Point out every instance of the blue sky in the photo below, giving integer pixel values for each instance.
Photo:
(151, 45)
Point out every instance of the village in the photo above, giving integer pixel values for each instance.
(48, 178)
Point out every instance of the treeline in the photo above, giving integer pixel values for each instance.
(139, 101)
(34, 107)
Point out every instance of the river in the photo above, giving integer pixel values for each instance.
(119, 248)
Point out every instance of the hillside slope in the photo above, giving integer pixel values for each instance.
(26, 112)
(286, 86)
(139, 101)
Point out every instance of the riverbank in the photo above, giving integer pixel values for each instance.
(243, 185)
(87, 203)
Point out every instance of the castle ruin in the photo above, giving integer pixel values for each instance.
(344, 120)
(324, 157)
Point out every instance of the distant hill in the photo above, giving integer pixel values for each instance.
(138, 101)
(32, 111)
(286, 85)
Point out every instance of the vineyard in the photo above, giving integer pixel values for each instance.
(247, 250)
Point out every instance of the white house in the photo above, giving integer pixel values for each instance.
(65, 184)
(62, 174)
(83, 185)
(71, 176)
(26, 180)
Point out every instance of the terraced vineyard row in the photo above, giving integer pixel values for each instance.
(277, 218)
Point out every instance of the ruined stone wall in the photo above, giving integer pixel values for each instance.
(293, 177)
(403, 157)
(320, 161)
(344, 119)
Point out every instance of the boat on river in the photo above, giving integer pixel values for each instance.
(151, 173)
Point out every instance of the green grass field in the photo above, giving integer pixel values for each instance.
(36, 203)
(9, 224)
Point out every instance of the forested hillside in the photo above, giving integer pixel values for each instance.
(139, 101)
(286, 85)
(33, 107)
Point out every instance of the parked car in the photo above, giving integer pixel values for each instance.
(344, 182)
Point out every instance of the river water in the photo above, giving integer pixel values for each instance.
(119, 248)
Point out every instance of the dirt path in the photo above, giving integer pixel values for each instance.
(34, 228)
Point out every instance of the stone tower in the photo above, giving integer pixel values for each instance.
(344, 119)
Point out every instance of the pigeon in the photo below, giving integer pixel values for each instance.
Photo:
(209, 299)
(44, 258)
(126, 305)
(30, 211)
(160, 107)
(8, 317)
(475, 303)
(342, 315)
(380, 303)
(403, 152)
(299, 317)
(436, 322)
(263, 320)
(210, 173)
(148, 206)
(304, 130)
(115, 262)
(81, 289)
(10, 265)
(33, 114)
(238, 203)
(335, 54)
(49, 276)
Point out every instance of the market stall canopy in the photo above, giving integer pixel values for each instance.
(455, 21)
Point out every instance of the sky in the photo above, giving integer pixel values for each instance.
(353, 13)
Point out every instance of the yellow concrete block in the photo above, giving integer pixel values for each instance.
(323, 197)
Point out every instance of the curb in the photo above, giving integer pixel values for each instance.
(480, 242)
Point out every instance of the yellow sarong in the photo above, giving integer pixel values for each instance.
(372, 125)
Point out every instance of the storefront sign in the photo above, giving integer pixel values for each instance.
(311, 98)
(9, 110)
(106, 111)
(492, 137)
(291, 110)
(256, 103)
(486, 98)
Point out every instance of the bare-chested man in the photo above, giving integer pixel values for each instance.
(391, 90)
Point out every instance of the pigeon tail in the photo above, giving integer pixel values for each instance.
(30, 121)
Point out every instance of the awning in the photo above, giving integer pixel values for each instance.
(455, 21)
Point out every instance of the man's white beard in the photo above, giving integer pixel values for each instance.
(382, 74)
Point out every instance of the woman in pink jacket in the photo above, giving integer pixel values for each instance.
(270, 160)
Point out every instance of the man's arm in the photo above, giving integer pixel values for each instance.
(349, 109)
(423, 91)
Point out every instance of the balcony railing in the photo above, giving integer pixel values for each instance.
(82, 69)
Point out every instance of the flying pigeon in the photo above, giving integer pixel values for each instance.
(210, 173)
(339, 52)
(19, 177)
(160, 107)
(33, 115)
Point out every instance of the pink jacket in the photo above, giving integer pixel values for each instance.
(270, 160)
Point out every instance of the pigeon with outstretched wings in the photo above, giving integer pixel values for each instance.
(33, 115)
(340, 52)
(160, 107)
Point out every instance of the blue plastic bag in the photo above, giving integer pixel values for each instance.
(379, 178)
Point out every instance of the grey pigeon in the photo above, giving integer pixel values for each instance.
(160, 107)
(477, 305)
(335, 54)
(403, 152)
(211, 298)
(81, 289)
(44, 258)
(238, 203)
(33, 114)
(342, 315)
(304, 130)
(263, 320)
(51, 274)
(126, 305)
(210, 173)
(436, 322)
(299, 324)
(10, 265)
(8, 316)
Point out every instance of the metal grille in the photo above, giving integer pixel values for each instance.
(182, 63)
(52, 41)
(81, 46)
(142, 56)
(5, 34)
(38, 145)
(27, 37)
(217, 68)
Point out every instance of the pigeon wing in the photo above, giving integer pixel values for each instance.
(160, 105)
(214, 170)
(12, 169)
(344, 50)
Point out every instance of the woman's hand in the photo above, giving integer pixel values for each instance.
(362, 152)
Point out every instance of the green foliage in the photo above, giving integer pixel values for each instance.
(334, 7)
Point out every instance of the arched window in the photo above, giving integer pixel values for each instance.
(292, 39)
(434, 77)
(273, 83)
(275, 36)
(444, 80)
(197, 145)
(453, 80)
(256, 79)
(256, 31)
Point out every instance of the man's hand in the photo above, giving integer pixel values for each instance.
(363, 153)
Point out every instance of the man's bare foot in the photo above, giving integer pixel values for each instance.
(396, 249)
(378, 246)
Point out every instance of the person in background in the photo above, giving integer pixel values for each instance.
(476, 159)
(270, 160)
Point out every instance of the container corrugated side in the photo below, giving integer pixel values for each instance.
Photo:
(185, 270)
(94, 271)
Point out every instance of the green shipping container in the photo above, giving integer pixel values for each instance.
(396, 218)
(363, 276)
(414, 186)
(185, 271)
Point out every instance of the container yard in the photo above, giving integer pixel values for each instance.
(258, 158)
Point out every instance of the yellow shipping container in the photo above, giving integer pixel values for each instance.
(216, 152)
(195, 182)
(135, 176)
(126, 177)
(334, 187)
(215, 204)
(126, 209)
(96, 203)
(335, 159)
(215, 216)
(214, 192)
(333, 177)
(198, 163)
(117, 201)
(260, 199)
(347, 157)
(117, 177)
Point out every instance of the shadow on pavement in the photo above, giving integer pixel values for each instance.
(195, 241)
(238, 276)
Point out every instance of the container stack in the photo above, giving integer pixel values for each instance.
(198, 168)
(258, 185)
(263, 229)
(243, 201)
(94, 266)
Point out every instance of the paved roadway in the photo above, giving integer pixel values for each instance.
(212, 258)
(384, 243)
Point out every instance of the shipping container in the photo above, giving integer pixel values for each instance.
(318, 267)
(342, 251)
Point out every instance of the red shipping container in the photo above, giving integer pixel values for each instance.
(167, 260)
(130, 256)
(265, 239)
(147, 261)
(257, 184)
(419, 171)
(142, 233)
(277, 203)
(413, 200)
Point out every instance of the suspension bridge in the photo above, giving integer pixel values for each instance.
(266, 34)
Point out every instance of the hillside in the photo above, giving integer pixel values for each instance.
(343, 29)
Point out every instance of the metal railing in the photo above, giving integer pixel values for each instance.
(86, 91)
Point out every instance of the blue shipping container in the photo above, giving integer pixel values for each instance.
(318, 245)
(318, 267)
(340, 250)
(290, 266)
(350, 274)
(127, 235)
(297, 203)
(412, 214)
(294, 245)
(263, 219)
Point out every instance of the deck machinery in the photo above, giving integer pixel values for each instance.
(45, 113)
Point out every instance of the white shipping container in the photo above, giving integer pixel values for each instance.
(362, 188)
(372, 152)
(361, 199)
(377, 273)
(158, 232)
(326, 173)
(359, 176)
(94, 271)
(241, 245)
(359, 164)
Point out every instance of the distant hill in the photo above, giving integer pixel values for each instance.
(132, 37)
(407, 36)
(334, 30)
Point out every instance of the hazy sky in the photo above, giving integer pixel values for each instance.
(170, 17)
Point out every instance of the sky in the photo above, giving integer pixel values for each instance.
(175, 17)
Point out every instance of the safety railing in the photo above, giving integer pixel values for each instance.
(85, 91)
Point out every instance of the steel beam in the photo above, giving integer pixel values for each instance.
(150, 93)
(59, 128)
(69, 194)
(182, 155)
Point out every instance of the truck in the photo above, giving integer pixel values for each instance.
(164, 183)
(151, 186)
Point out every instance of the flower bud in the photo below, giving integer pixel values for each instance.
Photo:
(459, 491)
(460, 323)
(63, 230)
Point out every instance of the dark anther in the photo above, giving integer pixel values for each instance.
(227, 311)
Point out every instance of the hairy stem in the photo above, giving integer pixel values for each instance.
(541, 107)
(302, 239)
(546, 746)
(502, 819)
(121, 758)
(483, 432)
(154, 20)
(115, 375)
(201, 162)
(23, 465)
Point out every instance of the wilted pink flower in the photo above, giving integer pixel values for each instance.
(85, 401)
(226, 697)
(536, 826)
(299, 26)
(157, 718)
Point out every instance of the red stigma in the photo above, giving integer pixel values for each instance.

→ What to produce
Exactly as written, give again every line from the one containing "Point out every instance of the deck" through the last line of the material above, and no other lines.

→ Reply
Point out every instance of the deck machinery in the photo above, giving integer pixel values for each instance.
(45, 113)
Point out every instance of the white shipping container in the photo above, giving integer pixel values for each instance.
(362, 188)
(372, 152)
(361, 199)
(377, 273)
(158, 232)
(326, 173)
(359, 176)
(94, 271)
(241, 245)
(359, 164)
Point out every instance of the distant hill in the photo above, giving integer pixel values for each instance.
(132, 37)
(407, 36)
(334, 30)
Point out every instance of the hazy sky in the photo above, giving integer pixel values for each instance.
(170, 17)
Point out every instance of the sky in the photo above, giving integer pixel values for each instance.
(175, 17)
Point out every instance of the safety railing in the photo above, giving integer pixel values for each instance.
(85, 91)
Point out every instance of the steel beam in the photo above, giving integer pixel values for each instance.
(150, 93)
(59, 128)
(69, 194)
(182, 155)
Point out every instance of the truck in the photo above, giving integer pixel values for each instance.
(164, 183)
(151, 186)
Point out every instance of the flower bud in the photo below, giving integer pixel values for each instance.
Photo:
(459, 491)
(460, 323)
(63, 230)
Point out every instance of the dark anther in the photo above, giving integer pixel values for each instance.
(227, 311)
Point out every instance of the hairy stem in the photo above, giving integer pixel values for each instance.
(541, 107)
(302, 239)
(546, 746)
(502, 819)
(121, 758)
(483, 432)
(154, 20)
(115, 375)
(201, 162)
(23, 465)
Point out every instance of the wilted pink flower in the photo above, giving integer pixel values for each instance.
(85, 401)
(226, 697)
(536, 826)
(299, 26)
(157, 718)
Point out every instance of the red stigma in the photo above, giving integer pixel values for each instance.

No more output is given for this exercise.